#### Do wykonania
**1.** Wypisz wszystkie zachowania wymienione w zdaniu tekstu o smartfonowych zombie, które zaczyna się od słów „Nie widzą świata wokół”.
**2.** Oceń, czy poniższe stwierdzenia zgadzają się z tekstem o smartfonowych zombie. Przy każdym odpowiedz „tak” lub „nie” i przytocz dosłownie rozstrzygające słowa tekstu.
(a) W Chinach odnotowano ponad 200 milionów osób uzależnionych od smartfonów.
(b) Zjawisko smartfonowych zombie zauważono wyłącznie w Chinach.
(c) Wypadków spowodowanych wtargnięciem na jezdnię osób zapatrzonych w telefon jest coraz mniej.

Smartfonowe zombie

Blade, zapatrzone w ekran ściskanego w dłoni telefonu. Mają kilka, kilkanaście i kilkadziesiąt lat, są wszędzie. Bywają niebezpieczne – szczególnie dla siebie. Nie widzą świata wokół, nie zwracają uwagi na ludzi mijanych na ulicy, wchodzą bezmyślnie na jezdnię.

REKLAMA

W Chinach mówi się o nich „plemię pochylonych głów”. Odnotowano tam ponad 200 milionów osób uzależnionych od smartfonów. Smartfonowe zombie to odmiana fonoholizmu. Choć jest to zjawisko nowe, zostało zauważone na całym świecie jako problem zagrażający życiu, tym bardziej, że wciąż przybywa wypadków spowodowanych wtargnięciem na jezdnię osób zapatrzonych w telefon.

(Wpisy wybrane ze zbioru)
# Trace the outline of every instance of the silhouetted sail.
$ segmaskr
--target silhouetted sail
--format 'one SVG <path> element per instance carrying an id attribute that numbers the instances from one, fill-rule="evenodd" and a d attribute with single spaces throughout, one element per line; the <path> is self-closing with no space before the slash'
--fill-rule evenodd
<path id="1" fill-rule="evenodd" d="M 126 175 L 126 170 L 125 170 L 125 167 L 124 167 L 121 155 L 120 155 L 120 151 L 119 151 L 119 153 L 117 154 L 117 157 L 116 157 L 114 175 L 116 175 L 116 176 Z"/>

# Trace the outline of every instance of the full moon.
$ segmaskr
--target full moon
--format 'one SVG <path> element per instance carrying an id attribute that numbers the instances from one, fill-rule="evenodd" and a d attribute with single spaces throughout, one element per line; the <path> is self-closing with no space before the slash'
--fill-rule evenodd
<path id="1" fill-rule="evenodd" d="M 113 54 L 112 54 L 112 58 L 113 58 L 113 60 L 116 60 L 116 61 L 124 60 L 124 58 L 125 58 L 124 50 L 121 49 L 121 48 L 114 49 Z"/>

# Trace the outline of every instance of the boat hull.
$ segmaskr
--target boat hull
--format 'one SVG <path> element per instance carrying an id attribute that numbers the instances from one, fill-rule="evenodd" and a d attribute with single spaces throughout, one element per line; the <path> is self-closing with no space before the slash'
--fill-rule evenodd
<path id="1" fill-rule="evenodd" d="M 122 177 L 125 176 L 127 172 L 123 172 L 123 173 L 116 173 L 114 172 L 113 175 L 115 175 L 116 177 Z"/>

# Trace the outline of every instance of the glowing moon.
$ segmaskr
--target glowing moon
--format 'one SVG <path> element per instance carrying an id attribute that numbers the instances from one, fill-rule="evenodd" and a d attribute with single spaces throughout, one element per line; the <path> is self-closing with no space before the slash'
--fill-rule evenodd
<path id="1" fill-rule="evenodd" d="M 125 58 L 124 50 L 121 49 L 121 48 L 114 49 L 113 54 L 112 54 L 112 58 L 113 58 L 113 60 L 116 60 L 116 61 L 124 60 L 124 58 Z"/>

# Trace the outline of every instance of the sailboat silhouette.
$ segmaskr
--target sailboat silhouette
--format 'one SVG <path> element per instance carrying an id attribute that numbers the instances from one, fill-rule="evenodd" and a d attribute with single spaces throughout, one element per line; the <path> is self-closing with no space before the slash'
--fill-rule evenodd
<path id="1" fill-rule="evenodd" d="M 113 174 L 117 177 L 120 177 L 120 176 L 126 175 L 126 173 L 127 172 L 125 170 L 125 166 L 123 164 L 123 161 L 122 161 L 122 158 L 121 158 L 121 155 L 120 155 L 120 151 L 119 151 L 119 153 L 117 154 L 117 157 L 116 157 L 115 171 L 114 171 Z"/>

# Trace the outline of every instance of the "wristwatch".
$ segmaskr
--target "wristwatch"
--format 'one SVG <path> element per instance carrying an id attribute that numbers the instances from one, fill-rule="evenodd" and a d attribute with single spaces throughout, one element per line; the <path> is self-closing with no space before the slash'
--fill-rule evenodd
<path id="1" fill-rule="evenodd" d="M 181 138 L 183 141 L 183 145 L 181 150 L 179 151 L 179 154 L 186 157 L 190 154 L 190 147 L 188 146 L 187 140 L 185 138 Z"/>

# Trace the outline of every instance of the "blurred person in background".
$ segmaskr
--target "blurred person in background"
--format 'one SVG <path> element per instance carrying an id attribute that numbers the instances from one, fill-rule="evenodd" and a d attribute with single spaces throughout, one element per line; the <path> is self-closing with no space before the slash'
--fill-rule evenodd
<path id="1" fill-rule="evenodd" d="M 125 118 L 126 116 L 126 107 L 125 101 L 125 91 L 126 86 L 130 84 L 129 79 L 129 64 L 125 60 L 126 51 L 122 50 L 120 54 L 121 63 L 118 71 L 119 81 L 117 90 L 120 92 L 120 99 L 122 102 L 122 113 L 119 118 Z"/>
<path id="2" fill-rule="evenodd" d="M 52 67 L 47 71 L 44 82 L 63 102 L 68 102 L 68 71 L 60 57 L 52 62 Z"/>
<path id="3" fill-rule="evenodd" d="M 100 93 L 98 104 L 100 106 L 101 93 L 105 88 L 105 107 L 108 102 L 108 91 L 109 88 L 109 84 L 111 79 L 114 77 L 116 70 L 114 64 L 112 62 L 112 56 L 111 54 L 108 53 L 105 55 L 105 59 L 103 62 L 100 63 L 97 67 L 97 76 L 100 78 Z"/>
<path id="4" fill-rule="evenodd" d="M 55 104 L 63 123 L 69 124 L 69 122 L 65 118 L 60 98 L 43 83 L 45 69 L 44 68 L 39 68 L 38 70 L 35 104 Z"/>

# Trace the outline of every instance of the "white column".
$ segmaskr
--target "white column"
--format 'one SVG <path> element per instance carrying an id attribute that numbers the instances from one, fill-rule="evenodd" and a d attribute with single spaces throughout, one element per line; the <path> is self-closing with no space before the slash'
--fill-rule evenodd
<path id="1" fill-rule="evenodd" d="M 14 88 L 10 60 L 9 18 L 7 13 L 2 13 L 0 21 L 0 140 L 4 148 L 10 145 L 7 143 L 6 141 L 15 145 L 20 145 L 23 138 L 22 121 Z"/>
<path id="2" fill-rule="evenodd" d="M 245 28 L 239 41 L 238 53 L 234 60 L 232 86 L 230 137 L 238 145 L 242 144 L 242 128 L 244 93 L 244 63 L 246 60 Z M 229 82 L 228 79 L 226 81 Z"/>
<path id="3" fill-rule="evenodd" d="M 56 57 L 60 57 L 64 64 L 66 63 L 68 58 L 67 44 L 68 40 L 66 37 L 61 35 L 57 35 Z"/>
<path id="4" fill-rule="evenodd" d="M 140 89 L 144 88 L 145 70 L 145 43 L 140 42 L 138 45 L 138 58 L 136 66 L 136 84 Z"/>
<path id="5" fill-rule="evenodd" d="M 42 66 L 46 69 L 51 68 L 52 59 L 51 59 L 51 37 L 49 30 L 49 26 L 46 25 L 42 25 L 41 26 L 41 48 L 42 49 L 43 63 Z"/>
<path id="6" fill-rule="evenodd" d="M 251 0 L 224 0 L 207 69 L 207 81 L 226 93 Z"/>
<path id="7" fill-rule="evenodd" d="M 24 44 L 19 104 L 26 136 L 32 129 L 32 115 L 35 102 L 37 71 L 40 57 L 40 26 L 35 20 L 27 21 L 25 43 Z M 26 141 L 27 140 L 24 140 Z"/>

#### Odpowiedzi do ćwiczeń
**1.**
- nie widzą świata wokół
- nie zwracają uwagi na ludzi mijanych na ulicy
- wchodzą bezmyślnie na jezdnię

**2.**
(a) Tak: „Odnotowano tam ponad 200 milionów osób uzależnionych od smartfonów.”
(b) Nie: „zostało zauważone na całym świecie jako problem zagrażający życiu”
(c) Nie: „wciąż przybywa wypadków spowodowanych wtargnięciem na jezdnię osób zapatrzonych w telefon”